From the line containing "Expected: one point per instance of the fifa world" through the last line, print the records exactly and nothing else.

= = =

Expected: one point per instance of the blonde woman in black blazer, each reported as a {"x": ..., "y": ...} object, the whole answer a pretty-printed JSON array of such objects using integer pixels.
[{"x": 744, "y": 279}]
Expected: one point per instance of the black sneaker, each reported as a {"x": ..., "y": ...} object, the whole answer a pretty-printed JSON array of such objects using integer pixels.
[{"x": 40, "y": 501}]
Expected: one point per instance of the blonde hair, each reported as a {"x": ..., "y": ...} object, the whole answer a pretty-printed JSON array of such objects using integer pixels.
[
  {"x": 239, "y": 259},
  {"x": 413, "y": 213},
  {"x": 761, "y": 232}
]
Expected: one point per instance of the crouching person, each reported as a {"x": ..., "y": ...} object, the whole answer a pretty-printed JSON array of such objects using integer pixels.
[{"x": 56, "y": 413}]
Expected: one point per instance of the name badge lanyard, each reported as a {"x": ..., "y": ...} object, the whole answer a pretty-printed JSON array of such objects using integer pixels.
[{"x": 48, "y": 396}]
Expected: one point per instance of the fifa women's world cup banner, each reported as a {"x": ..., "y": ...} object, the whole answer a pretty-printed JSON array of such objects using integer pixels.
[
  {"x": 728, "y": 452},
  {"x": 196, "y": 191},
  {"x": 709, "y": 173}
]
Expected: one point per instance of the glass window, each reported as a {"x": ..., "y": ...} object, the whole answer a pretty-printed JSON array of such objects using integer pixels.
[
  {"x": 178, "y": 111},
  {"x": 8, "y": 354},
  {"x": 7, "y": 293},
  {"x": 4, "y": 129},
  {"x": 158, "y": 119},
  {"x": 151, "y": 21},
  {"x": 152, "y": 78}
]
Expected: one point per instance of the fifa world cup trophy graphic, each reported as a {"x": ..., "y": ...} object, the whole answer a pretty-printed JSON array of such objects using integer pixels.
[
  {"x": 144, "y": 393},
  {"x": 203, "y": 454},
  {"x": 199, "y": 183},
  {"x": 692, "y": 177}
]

= = =

- **EXERCISE ANSWER**:
Expected: one point per instance of the fifa world cup trophy graphic, each reported as a {"x": ..., "y": ...} object, the whole answer a pretty-printed JSON array of such objects using integer pixels.
[
  {"x": 144, "y": 393},
  {"x": 203, "y": 454},
  {"x": 199, "y": 183},
  {"x": 692, "y": 177}
]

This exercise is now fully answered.